* [Requirement]:
Render everything from the top of the listing down to the line containing "[(212, 394)]" as a Markdown table with two columns, Row and Listing Line. Number each line and omit blank lines.

* [Supplied entries]:
________________________
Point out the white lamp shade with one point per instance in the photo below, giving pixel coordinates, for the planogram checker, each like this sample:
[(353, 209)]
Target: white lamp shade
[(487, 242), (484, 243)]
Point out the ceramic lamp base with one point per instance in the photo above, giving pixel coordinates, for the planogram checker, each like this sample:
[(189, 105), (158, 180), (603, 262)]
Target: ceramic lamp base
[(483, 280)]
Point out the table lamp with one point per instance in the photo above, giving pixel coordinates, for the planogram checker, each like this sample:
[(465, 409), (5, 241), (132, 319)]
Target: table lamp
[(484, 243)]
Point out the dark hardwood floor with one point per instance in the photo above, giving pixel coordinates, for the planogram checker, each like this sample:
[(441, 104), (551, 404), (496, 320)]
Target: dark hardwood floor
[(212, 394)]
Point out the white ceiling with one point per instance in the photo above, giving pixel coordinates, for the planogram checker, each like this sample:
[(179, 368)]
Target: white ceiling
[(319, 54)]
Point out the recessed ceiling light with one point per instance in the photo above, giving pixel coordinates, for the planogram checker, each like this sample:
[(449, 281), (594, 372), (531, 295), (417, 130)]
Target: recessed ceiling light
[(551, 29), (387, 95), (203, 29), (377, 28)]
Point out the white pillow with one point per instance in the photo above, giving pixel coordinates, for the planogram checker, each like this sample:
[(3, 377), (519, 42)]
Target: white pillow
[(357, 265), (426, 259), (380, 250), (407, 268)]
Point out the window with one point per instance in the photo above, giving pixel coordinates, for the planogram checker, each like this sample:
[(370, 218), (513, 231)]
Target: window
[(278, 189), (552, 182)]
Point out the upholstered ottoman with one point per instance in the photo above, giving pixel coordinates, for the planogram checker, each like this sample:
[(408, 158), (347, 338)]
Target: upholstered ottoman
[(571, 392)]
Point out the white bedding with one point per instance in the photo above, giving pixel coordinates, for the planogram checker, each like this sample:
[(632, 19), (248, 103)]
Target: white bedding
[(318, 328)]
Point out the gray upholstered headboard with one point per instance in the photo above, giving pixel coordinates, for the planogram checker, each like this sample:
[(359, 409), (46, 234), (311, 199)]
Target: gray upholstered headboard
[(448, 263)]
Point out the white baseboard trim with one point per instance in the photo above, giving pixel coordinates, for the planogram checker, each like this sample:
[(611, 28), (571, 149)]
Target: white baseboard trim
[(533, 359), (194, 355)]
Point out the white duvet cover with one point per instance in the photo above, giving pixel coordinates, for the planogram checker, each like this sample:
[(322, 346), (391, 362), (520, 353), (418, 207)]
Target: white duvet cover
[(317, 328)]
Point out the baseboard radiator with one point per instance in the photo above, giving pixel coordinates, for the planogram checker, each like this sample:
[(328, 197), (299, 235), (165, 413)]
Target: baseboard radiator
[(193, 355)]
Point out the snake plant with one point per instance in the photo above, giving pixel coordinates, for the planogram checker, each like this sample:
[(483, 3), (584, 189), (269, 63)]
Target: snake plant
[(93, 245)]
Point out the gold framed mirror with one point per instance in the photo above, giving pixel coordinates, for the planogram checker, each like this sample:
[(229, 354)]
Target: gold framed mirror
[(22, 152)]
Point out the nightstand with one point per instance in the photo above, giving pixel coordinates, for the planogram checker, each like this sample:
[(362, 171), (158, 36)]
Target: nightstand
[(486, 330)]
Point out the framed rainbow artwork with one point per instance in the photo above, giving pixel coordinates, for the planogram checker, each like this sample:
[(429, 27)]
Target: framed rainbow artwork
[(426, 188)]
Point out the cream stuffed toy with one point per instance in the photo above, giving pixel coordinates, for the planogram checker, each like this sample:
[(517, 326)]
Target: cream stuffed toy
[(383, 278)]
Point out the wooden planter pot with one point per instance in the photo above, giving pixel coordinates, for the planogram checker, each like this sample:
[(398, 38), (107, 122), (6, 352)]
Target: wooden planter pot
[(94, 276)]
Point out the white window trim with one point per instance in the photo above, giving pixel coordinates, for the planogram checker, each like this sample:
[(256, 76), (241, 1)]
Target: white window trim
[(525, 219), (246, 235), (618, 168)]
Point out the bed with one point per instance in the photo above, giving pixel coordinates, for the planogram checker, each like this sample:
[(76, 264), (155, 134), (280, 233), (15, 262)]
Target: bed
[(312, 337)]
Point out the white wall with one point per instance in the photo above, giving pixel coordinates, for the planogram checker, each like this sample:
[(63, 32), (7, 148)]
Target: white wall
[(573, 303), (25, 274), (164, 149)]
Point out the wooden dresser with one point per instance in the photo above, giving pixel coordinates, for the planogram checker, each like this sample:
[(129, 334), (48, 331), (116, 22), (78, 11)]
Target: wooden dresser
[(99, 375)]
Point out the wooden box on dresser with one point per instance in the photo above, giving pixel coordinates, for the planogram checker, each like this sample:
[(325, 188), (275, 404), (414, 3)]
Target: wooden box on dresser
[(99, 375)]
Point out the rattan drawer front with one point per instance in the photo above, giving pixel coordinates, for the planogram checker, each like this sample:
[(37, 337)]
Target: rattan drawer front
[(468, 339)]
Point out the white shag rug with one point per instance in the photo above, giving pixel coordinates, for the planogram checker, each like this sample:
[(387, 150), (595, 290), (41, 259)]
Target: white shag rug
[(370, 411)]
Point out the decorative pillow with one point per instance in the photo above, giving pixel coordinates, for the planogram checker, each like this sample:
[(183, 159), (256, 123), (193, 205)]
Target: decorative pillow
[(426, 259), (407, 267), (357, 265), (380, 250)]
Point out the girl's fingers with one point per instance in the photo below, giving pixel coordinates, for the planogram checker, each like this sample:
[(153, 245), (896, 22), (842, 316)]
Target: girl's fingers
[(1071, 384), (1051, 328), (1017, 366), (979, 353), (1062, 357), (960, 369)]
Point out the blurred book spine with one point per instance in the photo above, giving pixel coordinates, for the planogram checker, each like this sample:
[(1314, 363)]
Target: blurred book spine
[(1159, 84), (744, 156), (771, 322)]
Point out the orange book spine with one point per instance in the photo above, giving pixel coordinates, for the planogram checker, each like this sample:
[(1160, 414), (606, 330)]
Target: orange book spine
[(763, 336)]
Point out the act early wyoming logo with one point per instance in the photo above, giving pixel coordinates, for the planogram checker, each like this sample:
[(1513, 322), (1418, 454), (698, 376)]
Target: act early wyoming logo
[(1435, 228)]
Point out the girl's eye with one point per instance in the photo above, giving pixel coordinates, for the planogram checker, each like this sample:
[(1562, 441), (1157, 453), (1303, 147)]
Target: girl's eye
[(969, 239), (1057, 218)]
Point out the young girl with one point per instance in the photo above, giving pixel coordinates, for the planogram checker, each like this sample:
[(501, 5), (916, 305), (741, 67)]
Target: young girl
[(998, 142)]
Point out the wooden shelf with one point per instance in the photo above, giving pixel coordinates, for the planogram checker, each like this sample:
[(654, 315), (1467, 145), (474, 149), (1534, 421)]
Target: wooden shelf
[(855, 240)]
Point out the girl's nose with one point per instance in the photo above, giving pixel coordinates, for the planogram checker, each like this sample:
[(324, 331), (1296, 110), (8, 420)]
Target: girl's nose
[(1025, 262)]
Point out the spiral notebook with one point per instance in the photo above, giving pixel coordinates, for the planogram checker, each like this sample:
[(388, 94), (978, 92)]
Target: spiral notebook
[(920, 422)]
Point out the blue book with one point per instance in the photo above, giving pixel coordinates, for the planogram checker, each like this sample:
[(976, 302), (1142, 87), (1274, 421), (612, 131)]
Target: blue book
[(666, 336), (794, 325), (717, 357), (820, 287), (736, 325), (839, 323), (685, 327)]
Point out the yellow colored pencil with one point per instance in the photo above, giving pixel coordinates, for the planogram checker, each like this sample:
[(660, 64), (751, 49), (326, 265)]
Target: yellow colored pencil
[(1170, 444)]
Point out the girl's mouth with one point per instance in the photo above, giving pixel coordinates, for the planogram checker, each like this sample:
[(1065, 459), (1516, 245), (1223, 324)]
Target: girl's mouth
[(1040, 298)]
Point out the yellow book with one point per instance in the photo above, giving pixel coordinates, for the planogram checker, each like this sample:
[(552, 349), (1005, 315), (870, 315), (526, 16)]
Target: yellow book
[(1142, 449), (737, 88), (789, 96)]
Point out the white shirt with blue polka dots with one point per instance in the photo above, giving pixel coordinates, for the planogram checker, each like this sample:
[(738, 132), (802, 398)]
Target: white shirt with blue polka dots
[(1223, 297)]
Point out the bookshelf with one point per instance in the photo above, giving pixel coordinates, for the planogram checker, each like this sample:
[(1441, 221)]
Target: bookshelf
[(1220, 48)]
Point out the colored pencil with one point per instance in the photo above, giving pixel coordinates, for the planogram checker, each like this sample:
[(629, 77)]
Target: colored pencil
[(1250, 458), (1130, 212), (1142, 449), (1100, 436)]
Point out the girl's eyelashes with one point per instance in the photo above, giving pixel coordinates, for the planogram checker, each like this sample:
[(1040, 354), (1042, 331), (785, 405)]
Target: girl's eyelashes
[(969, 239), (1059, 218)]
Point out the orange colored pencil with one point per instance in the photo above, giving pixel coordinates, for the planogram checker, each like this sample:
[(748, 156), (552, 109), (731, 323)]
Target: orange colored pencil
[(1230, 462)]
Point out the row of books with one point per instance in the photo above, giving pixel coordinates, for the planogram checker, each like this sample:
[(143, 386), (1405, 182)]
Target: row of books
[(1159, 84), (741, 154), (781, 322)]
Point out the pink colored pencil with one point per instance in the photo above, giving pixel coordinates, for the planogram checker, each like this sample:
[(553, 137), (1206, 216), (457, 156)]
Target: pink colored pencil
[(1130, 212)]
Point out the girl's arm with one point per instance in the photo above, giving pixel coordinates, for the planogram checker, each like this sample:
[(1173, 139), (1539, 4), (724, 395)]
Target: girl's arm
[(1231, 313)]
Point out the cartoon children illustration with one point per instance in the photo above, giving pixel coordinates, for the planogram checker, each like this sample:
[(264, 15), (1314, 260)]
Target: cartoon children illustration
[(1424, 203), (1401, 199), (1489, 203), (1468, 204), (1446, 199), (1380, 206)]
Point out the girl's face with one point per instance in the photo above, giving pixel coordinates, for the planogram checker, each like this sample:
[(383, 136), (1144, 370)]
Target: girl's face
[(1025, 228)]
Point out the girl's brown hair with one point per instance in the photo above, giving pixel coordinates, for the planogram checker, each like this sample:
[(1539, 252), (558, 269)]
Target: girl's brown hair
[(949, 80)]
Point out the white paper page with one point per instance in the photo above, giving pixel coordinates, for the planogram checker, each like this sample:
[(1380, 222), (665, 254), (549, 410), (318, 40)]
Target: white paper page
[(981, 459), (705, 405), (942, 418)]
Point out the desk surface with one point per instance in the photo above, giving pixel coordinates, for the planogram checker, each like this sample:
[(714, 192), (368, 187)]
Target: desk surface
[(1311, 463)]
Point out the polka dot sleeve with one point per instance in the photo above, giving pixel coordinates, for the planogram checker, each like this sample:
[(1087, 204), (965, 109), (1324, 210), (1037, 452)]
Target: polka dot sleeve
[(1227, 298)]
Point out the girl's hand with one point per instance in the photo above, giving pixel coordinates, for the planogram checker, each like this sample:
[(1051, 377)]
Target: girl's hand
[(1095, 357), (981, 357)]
________________________
* [Solution for this exercise]:
| Row | Listing Line |
|---|---|
| 1 | Point out the white lamp shade with one point per instance in the photo below, giving pixel coordinates, for the planogram checker, each like this sample: |
| 2 | [(353, 209)] |
| 3 | Target: white lamp shade |
| 4 | [(487, 242), (484, 243)] |
| 5 | Point out the ceramic lamp base with one point per instance in the photo above, giving pixel coordinates, for the planogram checker, each like this sample: |
| 6 | [(189, 105), (158, 180), (603, 262)] |
| 7 | Target: ceramic lamp base |
| 8 | [(483, 280)] |
| 9 | Point out the table lamp with one point per instance in the photo above, giving pixel coordinates, for the planogram checker, each like this sample: |
| 10 | [(465, 409), (5, 241), (132, 319)] |
| 11 | Target: table lamp |
| 12 | [(484, 243)] |
| 13 | Point out the dark hardwood floor with one point per instance in the photo above, giving pixel coordinates, for the planogram checker, each like this sample: |
| 14 | [(441, 104), (551, 404), (496, 320)] |
| 15 | Target: dark hardwood floor |
| 16 | [(212, 394)] |